TUGAS WAJIB
1 > Buat ringkasan tulisan tentang pusaka Keraton Yogyakarta dalam dua kalimat.
2 > Jawab pertanyaan berikut berdasarkan tulisan tentang pusaka Keraton Yogyakarta.
(a) Apa saja contoh wujud benda pusaka keraton yang disebutkan?
(b) Urusan Radya Pusaka berada di bawah badan apa?
(c) Mengapa pengelolaan Urusan Radya Pusaka dijalankan secara tertutup?
3 > Tuliskan lanjutan tulisan tentang pemeliharaan pusaka Keraton Yogyakarta, mulai setelah kalimat terakhirnya.

Raden Lurah Purwatrimurda: Pengabdian Sentana Dalem untuk Kelestarian Pusaka
- 27-05-2025

Sebagai kerajaan serta pusat budaya Jawa, Keraton Yogyakarta memiliki berbagai benda pusaka berupa serangkaian relikui yang meneguhkan eksistensi dan takhta seorang raja. Wujud dan jenisnya bervariasi, mulai dari perhiasan, senjata, hingga kereta kerajaan. Lekat dengan kehidupan raja, benda-benda warisan budaya tersebut memiliki nilai sejarah dan filosofis tinggi.
Urusan Radya Pusaka merupakan penanggung jawab utama pemeliharaan pusaka-pusaka tersebut. Badan ini berada di bawah Kawedanan Sriwandawa dan sesuai tradisi serta pranatan (aturan), Abdi Dalem yang melaksanakan tugas merupakan Sentana Dalem (kerabat keraton). Selain aturan status Abdi Dalem tersebut, Urusan Radya Pusaka memiliki kekhususan, yaitu pengelolaannya dijalankan secara tertutup karena terkait dengan kedudukan pusaka itu sendiri.

[Entri dari kumpulan data penunjukan]

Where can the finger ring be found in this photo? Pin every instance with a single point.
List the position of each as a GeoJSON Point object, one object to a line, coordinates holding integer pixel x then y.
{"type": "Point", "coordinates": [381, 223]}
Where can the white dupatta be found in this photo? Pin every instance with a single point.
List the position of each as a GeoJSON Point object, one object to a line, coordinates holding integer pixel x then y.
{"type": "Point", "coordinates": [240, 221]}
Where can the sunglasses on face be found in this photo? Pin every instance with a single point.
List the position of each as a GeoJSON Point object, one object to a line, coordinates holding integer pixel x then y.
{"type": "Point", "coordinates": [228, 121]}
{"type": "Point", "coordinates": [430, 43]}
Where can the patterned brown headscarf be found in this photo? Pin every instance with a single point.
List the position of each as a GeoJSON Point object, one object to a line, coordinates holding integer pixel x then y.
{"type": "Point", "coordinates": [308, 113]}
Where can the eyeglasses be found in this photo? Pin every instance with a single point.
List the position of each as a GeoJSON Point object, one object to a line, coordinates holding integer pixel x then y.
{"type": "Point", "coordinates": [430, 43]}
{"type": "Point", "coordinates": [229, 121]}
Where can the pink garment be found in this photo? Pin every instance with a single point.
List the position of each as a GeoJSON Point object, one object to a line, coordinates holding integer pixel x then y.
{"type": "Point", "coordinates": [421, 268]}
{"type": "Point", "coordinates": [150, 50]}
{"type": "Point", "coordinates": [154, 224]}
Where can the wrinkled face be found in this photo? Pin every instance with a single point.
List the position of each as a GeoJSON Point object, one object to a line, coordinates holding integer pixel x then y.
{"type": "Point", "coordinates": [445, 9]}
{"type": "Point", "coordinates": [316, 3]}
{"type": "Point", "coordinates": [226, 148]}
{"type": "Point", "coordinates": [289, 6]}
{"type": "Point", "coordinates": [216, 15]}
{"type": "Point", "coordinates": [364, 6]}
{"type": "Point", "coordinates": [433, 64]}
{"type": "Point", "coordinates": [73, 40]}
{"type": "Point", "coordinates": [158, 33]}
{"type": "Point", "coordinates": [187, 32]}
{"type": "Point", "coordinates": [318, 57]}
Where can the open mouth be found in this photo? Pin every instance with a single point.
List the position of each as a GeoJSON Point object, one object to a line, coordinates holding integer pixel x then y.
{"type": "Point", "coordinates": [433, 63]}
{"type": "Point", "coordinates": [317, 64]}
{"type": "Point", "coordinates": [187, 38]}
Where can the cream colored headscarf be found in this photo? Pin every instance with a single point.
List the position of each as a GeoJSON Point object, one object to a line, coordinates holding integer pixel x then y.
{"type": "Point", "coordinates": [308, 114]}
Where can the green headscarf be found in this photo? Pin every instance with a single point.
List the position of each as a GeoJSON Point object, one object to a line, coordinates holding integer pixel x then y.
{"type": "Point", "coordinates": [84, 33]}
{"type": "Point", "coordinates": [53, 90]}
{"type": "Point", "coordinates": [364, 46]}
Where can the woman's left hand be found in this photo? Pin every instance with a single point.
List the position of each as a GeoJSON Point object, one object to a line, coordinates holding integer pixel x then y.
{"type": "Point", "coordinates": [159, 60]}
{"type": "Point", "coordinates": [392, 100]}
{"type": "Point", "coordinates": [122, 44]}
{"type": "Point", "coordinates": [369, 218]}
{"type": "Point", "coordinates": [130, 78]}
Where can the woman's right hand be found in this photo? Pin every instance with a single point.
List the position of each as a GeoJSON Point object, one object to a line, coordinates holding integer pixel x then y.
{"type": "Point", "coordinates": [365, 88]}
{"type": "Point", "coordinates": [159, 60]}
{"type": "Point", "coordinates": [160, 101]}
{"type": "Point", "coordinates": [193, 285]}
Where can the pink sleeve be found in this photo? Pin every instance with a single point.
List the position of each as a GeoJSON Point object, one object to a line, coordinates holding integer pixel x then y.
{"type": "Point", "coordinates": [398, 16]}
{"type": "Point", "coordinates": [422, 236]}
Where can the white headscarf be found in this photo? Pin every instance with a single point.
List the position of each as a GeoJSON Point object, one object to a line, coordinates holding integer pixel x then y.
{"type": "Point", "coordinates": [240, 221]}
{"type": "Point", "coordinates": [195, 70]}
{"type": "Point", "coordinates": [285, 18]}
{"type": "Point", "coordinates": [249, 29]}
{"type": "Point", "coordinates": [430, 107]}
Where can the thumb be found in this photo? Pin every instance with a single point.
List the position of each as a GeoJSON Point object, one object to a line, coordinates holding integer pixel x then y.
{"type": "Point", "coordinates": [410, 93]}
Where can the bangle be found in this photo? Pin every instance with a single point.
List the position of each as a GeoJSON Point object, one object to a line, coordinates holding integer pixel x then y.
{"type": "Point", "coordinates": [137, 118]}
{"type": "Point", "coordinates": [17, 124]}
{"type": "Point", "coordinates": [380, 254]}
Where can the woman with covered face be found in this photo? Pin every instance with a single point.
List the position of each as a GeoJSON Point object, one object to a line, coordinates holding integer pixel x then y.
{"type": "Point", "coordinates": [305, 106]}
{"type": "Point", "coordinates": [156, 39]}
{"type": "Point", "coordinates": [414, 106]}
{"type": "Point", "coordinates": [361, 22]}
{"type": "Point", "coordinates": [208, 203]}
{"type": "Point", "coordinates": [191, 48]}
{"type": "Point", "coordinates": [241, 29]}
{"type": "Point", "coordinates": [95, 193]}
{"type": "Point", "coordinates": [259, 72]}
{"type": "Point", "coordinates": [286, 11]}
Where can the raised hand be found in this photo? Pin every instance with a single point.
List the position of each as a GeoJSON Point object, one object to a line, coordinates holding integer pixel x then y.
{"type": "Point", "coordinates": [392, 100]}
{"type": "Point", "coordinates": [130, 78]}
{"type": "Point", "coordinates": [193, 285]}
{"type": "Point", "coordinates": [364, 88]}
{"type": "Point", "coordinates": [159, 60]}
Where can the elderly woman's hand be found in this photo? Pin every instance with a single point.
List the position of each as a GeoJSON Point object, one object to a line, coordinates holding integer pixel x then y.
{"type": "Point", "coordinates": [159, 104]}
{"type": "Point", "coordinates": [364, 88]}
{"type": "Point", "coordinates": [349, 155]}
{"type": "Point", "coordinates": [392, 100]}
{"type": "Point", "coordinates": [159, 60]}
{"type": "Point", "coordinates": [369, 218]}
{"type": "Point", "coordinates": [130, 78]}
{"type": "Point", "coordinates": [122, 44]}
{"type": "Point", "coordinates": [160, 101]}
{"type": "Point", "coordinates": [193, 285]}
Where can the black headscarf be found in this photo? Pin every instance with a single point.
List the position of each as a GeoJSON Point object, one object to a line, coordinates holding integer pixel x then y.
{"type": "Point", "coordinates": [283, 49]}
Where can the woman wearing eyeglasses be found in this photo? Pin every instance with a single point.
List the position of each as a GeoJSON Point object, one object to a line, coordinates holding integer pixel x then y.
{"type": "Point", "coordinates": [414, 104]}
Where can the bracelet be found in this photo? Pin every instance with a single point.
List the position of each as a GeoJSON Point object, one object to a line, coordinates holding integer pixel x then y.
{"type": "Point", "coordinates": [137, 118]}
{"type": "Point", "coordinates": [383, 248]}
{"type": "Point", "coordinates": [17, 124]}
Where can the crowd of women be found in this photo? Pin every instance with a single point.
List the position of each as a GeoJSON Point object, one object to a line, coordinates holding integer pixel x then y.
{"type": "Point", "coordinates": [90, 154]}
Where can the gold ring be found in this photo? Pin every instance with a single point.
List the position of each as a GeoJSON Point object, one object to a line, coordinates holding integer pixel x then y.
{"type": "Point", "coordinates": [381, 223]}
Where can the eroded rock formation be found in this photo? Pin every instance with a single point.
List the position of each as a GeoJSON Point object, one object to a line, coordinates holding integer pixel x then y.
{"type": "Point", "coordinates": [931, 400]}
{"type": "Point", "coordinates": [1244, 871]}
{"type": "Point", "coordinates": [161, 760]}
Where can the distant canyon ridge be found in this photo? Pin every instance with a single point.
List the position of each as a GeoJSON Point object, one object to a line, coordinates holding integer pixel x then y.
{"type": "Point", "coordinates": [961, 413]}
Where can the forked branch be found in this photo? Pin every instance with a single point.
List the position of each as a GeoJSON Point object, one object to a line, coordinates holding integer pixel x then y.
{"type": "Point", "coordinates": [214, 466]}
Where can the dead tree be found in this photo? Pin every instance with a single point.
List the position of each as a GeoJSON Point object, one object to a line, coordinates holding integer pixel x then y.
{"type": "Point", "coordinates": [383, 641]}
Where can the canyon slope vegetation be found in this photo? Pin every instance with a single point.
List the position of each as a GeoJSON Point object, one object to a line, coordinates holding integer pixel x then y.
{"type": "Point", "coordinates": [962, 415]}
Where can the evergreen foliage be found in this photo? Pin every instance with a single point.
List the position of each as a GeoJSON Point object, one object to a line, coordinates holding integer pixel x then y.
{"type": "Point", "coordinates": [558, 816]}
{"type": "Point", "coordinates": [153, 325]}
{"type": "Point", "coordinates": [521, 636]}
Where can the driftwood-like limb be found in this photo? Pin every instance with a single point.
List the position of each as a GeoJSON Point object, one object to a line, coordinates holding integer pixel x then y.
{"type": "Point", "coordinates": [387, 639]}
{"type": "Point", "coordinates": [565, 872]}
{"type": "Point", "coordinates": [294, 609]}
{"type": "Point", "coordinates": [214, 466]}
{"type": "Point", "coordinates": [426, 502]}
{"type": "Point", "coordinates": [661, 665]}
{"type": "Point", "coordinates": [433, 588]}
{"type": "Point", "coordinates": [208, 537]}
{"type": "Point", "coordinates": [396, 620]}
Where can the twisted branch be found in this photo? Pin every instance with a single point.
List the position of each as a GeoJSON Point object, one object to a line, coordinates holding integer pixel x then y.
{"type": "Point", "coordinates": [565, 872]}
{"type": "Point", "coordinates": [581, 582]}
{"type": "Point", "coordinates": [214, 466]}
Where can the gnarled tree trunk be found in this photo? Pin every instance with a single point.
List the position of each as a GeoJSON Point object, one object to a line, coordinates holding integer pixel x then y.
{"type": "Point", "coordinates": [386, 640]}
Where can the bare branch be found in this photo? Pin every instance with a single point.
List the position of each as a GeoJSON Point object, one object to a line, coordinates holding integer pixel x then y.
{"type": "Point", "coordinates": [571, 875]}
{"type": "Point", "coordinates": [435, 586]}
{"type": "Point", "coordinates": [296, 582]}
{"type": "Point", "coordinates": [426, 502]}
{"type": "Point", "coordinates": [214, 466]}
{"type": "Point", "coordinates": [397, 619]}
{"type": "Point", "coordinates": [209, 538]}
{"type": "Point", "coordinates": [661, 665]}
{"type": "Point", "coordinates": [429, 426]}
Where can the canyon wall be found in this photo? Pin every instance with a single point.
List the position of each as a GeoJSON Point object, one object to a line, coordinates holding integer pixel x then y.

KUNCI JAWABAN
1 > Keraton Yogyakarta sebagai kerajaan dan pusat budaya Jawa punya beragam benda pusaka, mulai dari perhiasan, senjata, hingga kereta kerajaan, yang bernilai sejarah dan filosofis tinggi. Pemeliharaannya dipegang Urusan Radya Pusaka di bawah Kawedanan Sriwandawa, yang dijalankan secara tertutup oleh Abdi Dalem berstatus Sentana Dalem.

2 >
(a) Perhiasan, senjata, dan kereta kerajaan.
(b) Kawedanan Sriwandawa.
(c) Karena terkait dengan kedudukan pusaka itu sendiri.

3 >
Raden Mas Suryo Radietama, NK, S.H., cicit Sri Sultan Hamengku Buwono VII, terpanggil sejak dini untuk membaktikan diri merawat benda-benda peninggalan leluhur tersebut. Awalnya, sekitar tahun 2005, ia ikut serta dalam penyelenggaraan Hajad Dalem di keraton. Waktu itu RM Suryo Radietama baru saja lulus dari Sekolah Menengah Atas. Kemudian, RM Suryo Radietama mengikuti magang di Reh Sekuriti, Kawedanan Puraraksa. Menjalani masa magang sekitar setahun, RM Suryo Radietama kemudian diwisuda sebagai Abdi Dalem dan mendapat Nama Paring Dalem Raden Purwatrimurda. Begitu menerima Serat Kekancingan, ia diliyer atau dipindahtugaskan ke Radya Pusaka.
Dukungan untuk mengabdi otomatis RM Suryo Radietama dapatkan dari keluarga besar yang memang memiliki pertalian darah dengan keluarga keraton dan sudah terbiasa melihatnya berkegiatan di keraton. Kini, Raden Purwatrimurda berpangkat lurah.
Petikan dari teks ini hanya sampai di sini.